選定箇所:
パブリッシャーにとって、オーディエンスに関するファーストパーティデータは利益の源泉だ。アドテクベンダーに提供したデータはしばしば第三者企業にも利用が許可され、アドテクベンダーの収益源となる。サードパーティCookieを利用してパブリッシャーのサイト閲覧者を特定し、オンライン行動履歴をトラッキングしてきたアドテクベンダーは、Cookieの代替ソリューションでも同じことをしようとしている。結果として、オーディエンスデータが「コモディティ化」し、広告主との取引でパブリッシャーが提供できる価値が低くなる恐れが生じる。パブリッシャーの懸念はそこにある。
「信用も透明性も確保できない状態」
DPS中に取材に応じた3人目のパブリッシャー幹部はこう語っている。「もしパブリッシャーがオーディエンスデータを入札にかけて、落札されたデータがサードパーティCookie利用時と同じように共有・複製されて、DSPの収益増に寄与することになったらどうなるか。パブリッシャーはデータの主導権を取り戻せず、『オーディエンスデータは公開入札で入手してはいけないのか?』という疑問に答えるすべも失ってしまう」。

提供データ:
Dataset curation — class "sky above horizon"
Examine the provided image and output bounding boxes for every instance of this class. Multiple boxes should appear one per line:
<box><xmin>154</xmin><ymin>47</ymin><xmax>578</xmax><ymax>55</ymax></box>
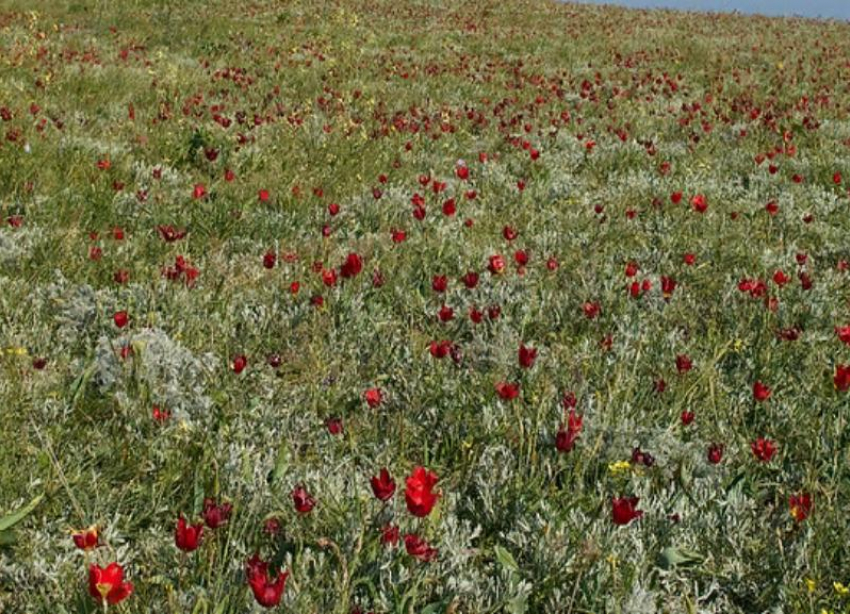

課題内容: 選定箇所によると、パブリッシャーが抱いている懸念はどのようなもので、なぜ生じているのか、一〜三文で説明してください。

正解出力: パブリッシャーにとってオーディエンスに関するファーストパーティデータは利益の源泉ですが、アドテクベンダーは、サードパーティCookieで閲覧者を特定し行動履歴をトラッキングしてきたのと同じことを、Cookieの代替ソリューションでも行おうとしています。その結果、オーディエンスデータが「コモディティ化」し、広告主との取引でパブリッシャーが提供できる価値が低くなる恐れがあることを、パブリッシャーは懸念しています。